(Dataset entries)
* * * * * * * * *
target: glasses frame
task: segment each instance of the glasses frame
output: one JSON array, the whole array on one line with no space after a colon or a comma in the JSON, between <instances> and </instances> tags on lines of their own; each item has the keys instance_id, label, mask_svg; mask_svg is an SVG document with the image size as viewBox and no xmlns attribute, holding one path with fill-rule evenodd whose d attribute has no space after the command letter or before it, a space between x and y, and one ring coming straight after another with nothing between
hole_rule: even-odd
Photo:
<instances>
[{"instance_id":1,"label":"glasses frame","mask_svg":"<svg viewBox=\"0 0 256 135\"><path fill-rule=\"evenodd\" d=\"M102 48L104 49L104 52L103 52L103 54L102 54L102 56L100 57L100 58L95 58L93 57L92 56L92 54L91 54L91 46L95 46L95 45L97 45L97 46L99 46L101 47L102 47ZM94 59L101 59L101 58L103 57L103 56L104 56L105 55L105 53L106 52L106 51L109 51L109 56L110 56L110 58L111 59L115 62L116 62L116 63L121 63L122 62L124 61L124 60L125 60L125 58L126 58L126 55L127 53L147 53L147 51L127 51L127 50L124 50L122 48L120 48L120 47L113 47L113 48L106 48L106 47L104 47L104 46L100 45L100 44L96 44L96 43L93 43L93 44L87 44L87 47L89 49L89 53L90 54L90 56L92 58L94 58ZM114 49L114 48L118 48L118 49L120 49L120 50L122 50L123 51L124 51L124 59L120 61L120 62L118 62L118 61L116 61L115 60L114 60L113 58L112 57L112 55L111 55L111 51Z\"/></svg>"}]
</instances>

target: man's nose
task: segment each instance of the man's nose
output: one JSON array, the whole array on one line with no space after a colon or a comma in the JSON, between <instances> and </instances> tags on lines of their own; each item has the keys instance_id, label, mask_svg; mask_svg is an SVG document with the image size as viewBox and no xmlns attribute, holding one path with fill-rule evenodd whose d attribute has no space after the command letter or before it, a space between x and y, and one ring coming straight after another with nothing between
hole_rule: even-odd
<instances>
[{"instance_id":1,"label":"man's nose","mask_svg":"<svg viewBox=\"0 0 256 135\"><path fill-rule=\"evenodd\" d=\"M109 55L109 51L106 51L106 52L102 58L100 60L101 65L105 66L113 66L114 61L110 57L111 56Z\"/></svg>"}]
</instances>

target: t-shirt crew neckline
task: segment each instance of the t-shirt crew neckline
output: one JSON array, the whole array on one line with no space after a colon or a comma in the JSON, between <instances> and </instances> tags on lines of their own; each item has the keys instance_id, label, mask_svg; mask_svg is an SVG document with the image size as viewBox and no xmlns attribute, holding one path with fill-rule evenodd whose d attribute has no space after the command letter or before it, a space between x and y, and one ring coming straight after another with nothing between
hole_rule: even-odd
* * * * * * * * *
Please write out the lines of the records from the very first one up to and including the line that contains "task: segment each instance of the glasses", unchanged and with nothing else.

Final answer:
target: glasses frame
task: segment each instance of the glasses frame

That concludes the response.